Extracted entries
* BEGIN *

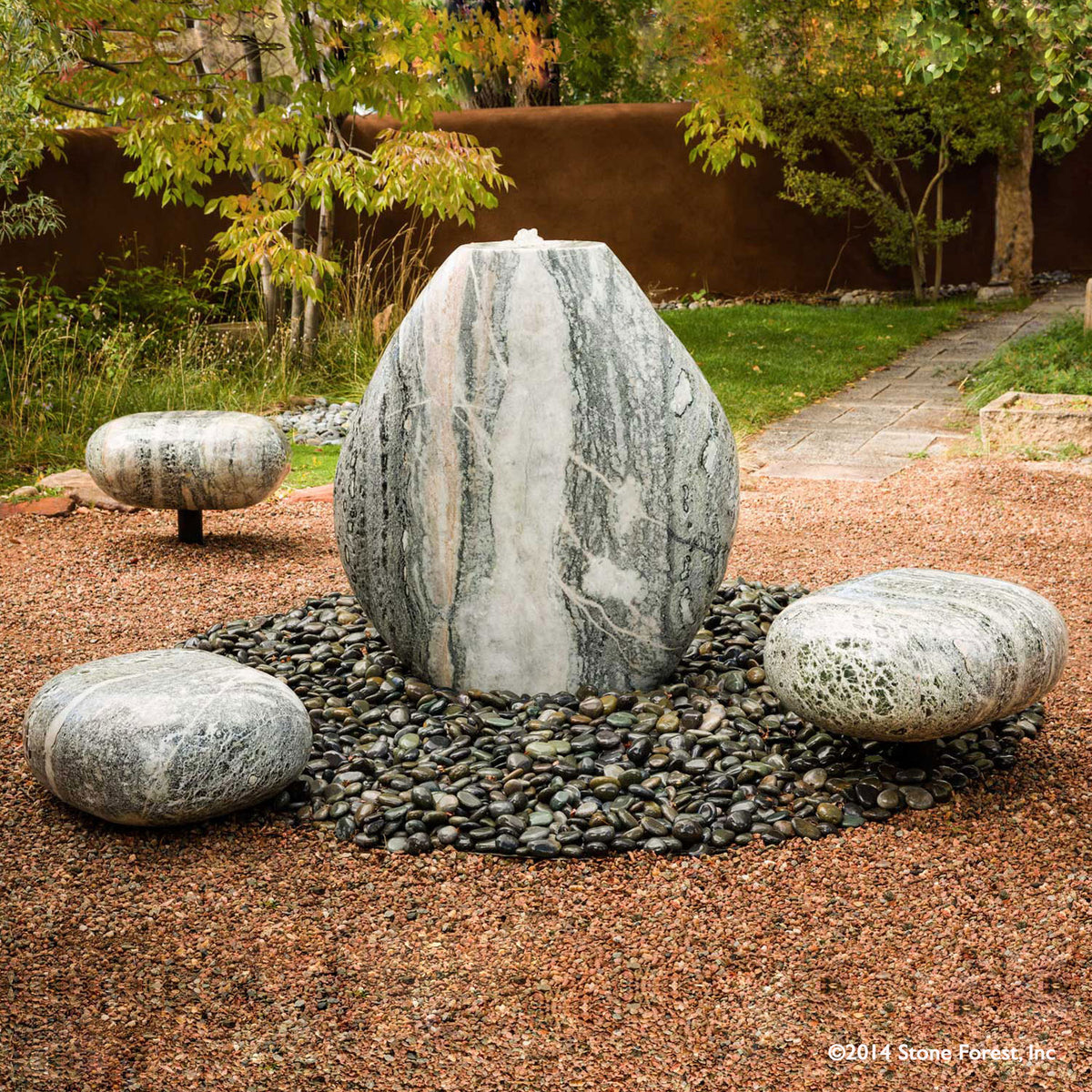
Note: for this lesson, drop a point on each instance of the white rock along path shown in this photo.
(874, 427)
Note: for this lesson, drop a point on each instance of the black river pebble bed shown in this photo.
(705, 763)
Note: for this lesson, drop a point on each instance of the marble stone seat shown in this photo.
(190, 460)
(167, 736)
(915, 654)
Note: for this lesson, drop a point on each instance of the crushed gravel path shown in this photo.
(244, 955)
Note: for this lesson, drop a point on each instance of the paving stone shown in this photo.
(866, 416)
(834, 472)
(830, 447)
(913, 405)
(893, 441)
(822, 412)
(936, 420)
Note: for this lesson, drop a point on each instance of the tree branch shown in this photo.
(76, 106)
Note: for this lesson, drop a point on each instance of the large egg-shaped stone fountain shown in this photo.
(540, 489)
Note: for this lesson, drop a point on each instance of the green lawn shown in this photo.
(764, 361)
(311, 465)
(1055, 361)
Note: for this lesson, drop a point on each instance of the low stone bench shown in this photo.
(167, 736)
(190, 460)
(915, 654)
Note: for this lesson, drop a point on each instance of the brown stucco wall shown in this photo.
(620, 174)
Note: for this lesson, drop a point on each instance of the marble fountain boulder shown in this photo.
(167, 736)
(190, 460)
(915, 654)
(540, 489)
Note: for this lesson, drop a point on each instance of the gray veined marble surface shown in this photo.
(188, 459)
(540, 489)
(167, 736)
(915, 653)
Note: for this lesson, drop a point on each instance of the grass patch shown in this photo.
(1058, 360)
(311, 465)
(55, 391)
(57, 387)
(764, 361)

* END *

Given exercise
Rewrite the listing from the line containing "fountain shown in this photo." through the line containing "(1055, 361)", inclusive, as a two-column CSV with the headers note and points, one row per "Note:" line. Put each note's text in one quoted field and the coordinates that follow it in a second quoted field, replacing any line breaks with spaces.

Complete response
note,points
"Note: for this lesson, drop a point on each instance of the large egg-shaped stone fountain shown in this photo.","(540, 489)"
"Note: for this lesson, drop a point on each instance of the green lawn shown in this photo.","(764, 361) (311, 465) (1055, 361)"